[Opening Input data section]
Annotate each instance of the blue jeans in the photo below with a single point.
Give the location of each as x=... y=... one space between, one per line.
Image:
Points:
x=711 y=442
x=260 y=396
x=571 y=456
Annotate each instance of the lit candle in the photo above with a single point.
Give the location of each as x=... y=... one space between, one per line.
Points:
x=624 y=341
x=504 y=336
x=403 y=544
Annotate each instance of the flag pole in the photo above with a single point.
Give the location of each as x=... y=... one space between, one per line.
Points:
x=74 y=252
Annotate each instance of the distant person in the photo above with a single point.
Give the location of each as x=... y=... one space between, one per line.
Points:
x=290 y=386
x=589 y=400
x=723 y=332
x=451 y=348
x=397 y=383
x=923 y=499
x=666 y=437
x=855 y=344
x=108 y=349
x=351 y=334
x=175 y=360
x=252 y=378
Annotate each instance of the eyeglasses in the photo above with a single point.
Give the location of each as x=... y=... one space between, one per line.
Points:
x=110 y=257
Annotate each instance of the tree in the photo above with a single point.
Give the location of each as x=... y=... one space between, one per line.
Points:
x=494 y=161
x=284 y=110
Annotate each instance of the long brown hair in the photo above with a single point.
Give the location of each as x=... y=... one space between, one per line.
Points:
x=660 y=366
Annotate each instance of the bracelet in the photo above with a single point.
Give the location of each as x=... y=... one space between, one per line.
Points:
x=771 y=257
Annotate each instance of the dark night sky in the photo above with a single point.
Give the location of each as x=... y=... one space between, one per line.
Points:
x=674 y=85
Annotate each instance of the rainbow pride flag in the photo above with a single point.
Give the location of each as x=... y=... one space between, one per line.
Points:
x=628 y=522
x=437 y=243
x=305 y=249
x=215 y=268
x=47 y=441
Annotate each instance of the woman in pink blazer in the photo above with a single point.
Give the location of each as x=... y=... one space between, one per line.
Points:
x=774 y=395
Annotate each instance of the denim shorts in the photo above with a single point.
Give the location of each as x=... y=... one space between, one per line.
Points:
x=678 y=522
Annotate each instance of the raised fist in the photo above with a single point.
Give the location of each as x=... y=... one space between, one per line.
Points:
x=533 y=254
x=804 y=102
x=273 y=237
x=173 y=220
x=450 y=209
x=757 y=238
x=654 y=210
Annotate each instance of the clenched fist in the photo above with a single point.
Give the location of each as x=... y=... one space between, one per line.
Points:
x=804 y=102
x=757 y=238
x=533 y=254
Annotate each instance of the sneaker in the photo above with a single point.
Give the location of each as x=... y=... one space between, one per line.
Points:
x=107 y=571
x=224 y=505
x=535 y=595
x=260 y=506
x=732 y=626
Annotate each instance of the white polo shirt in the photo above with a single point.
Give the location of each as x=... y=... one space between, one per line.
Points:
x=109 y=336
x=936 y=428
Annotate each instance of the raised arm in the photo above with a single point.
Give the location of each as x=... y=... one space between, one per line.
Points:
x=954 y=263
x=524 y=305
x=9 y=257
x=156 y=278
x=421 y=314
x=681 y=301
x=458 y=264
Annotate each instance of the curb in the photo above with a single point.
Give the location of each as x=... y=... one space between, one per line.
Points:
[Closing Input data section]
> **Problem to solve**
Find the lines in the records above that hold the word "fist", and give only how many there are.

> **Expected answer**
2